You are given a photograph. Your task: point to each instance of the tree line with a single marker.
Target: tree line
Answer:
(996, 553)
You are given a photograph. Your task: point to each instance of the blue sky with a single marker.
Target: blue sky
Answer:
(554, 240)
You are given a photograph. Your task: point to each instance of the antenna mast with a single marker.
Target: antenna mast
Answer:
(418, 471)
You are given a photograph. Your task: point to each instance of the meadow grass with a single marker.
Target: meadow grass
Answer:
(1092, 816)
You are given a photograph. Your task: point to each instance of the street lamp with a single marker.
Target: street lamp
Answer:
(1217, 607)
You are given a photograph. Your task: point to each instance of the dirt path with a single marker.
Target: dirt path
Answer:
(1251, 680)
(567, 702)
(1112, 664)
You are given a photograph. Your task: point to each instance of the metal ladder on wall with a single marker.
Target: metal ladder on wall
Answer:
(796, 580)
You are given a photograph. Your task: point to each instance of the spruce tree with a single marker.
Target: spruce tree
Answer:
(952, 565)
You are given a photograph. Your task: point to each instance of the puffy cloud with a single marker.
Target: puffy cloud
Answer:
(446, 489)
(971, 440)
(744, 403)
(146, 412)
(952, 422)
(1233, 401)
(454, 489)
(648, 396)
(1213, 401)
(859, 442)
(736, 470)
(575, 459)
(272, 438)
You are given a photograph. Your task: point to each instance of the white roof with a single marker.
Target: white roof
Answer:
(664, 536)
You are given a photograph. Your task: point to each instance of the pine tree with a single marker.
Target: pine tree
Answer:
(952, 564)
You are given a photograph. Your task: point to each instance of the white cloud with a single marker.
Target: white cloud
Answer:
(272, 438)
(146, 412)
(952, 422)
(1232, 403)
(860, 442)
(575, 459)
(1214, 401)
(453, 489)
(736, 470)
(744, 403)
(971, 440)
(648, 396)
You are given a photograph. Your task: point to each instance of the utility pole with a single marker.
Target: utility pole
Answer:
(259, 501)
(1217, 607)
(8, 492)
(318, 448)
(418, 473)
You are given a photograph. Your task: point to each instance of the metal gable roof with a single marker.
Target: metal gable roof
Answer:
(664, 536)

..........

» **What the task asks**
Each line of the data is to be written out again exactly.

» **Task answer**
You are given a photograph. Your task: point to each instance of the tree line with a single marker.
Target: tree line
Answer:
(996, 553)
You are given a photograph. Your task: point to each instance of the blue sky with a single marker.
Target: blue sky
Answer:
(554, 240)
You are given a photograph. Your task: point to each instance of the antenna mast with a single marker.
Target: antenna mast
Answer:
(418, 471)
You are given a photograph. Your task: point to each instance of the meadow grass with a single marker.
Target: meadow grass
Answer:
(1092, 816)
You are given a photograph. Your task: point to each instance of the street lamp with a single marker.
Target: street lamp
Answer:
(1217, 607)
You are given a photograph. Your task: point to each instance of the dirt path with a single marker.
Target: dirt path
Answer:
(1251, 680)
(567, 702)
(1112, 664)
You are given a photograph. Your task: point to each instance of the metal ladder on wall with a single marker.
Target: metal ladder on wall
Answer:
(796, 580)
You are given a photograph. Your task: point to each instance of the spruce tree with a single marker.
Target: spruce tree
Answer:
(952, 565)
You are given a photograph. Your task: point to each instance of the puffy cloud with a single marker.
Target: puffy cloud
Answer:
(446, 489)
(971, 440)
(744, 403)
(146, 412)
(952, 422)
(1233, 401)
(454, 489)
(648, 396)
(1213, 401)
(859, 442)
(736, 470)
(575, 459)
(272, 438)
You are given a photograph. Your task: point to each instance of the white roof with a single marker.
Target: white roof
Answer:
(664, 536)
You are given a photograph. Your task: point to each instance of the pine tree with a single marker.
Target: pine tree
Answer:
(952, 564)
You are given a photograph. Your task: point to each instance of the white cloud with a single marker.
Target: white cloud
Answer:
(272, 438)
(146, 412)
(952, 422)
(1232, 403)
(860, 442)
(575, 459)
(1214, 401)
(453, 489)
(736, 470)
(744, 403)
(971, 440)
(648, 396)
You are given a photograph. Your task: point to each instance of the utility pole with a single marker.
Target: utility pole
Answer:
(259, 501)
(1217, 607)
(8, 492)
(318, 448)
(418, 473)
You are given a photograph. Your task: point to each instance of the metal gable roof with a single marker.
Target: metal gable roof
Answer:
(664, 536)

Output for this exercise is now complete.